Revise the data below by replacing every occurrence of "gets one dot" with "gets one point". Reproduce all other text without alteration.

- - -

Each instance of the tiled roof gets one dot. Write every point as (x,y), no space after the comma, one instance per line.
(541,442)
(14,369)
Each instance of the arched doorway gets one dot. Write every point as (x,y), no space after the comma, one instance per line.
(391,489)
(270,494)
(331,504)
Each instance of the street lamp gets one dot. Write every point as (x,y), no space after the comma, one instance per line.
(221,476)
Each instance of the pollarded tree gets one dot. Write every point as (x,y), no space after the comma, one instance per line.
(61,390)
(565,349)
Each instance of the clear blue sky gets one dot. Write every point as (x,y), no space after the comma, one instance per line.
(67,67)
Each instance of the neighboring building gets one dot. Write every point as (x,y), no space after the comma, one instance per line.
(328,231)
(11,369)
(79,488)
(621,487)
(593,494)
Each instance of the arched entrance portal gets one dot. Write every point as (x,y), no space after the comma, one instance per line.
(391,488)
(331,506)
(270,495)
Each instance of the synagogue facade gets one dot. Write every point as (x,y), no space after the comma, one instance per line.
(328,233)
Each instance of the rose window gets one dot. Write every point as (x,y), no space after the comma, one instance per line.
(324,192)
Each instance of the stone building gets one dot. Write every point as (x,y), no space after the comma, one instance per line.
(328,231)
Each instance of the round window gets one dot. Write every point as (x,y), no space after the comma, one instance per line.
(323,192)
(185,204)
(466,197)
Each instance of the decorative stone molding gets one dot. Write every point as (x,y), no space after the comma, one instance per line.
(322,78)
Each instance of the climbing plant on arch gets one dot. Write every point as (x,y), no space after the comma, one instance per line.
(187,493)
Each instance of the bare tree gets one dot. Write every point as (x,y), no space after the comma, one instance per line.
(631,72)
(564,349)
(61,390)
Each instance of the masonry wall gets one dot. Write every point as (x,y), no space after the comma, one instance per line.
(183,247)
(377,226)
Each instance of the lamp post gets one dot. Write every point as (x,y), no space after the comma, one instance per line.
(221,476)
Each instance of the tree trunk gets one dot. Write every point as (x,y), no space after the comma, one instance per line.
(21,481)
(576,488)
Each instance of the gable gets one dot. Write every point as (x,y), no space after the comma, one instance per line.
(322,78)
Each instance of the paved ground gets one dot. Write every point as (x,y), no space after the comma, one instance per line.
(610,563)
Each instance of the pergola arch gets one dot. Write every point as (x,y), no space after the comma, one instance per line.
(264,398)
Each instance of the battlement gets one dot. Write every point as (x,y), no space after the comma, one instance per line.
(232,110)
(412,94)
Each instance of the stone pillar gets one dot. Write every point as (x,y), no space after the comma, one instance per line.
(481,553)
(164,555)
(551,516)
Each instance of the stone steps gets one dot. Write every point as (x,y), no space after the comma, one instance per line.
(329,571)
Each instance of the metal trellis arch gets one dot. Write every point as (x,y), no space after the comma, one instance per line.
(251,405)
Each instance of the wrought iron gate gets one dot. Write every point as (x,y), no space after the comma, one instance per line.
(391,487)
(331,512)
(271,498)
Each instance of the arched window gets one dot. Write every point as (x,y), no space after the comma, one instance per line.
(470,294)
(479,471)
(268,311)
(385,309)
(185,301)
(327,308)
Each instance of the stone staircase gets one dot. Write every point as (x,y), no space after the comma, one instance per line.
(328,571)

- - -

| ANSWER FOR THIS EXERCISE |
Each instance of the tiled roof gets one point. Write every point as (x,y), no space after the comma, one instance per line.
(541,442)
(14,369)
Each instance of the arched doorway gets one point. Write every point as (x,y), no space after the comma, one instance per line.
(391,489)
(270,494)
(331,504)
Each instance of the street lamp gets one point. Write every point as (x,y), no space after the comma, one instance per line.
(221,476)
Each instance of the pollarded tree gets one point. Write every point as (x,y), no space after the comma, one instance per line.
(61,390)
(565,349)
Each instance of the clear blue sky gets one point. Write every point as (x,y), no space after the comma, one instance per line.
(67,67)
Each instance of the neighboring building gets one point. Write every point as (x,y), no space after the comma, one instance per line.
(328,231)
(11,369)
(79,488)
(621,487)
(593,494)
Each instance of the arched entrance portal gets one point. Write every point as (x,y), no space after the comma, one instance per line.
(391,488)
(331,506)
(270,495)
Each instance of the synagogue facade gets one point. Write every point as (x,y), no space after the comma, one instance per line.
(328,233)
Each instance of the rose window gets one point. Write every point as (x,y), no space after the comma, one instance per line.
(324,192)
Each instance of the stone building gets one point. Write every point as (x,y), no space after the comma, one instance per line.
(328,231)
Each instance of the round window gets one point. Write every point as (x,y), no space after the comma, one instance per line.
(323,192)
(185,204)
(466,197)
Each instance of the decorative stone molding gets one point. Write every point as (x,y), no space after the comma, one instance per line.
(322,78)
Each instance of the climbing plant on arch gets one point. Write every point as (x,y), no space after the comma, one instance per line.
(187,493)
Each instance of the bare tree gets one point. Write every point as (x,y), no space after the comma, one instance per line.
(631,72)
(564,349)
(61,390)
Each instance of the masonry wall gets one point. Write every point as (x,y), no space after the comma, one instance per line.
(183,247)
(377,226)
Each instance of the lamp post gets one point. Write every point as (x,y), no space after the comma, one instance per line.
(221,476)
Each instance of the tree trunk gets one point. Write every point as (x,y), no space after the comma, one instance per line.
(21,481)
(576,488)
Each instance of the gable gets one point. Write every point as (x,y), no space after the comma, one instance per line.
(322,78)
Each instance of the paved ground gets one point. Write every point as (x,y), no space after the comma, one instance per line.
(610,563)
Each instance of the pergola arch gets one point. Write every point as (x,y), no space after the comma, one instance per line.
(264,398)
Each instance of the battlement gets one point. Write every point as (x,y), no space after the comma, one instance per line.
(232,110)
(412,94)
Each instance of the stone pillar gets one point. Write every point as (x,y), no space after the comma, one instance per line.
(481,553)
(164,555)
(551,516)
Each instance of the stone steps gets one point. Write every point as (x,y), no space after the comma, one instance per line.
(329,571)
Each instance of the metal trellis arch gets one point. Write every point as (x,y), no space after the comma, one instance per line.
(251,405)
Each instance of the wrought iron gate gets one point. Write every point as (x,y), no space after the comma, one instance per line.
(391,487)
(331,512)
(271,498)
Each instance of the arched window gets one point. Write every point as (x,y), no space after the comma, one instance per line.
(470,294)
(479,471)
(268,311)
(385,309)
(185,301)
(327,308)
Each instance of the stone staircase gets one point. Write every point as (x,y), no space after the comma, one instance per line.
(328,571)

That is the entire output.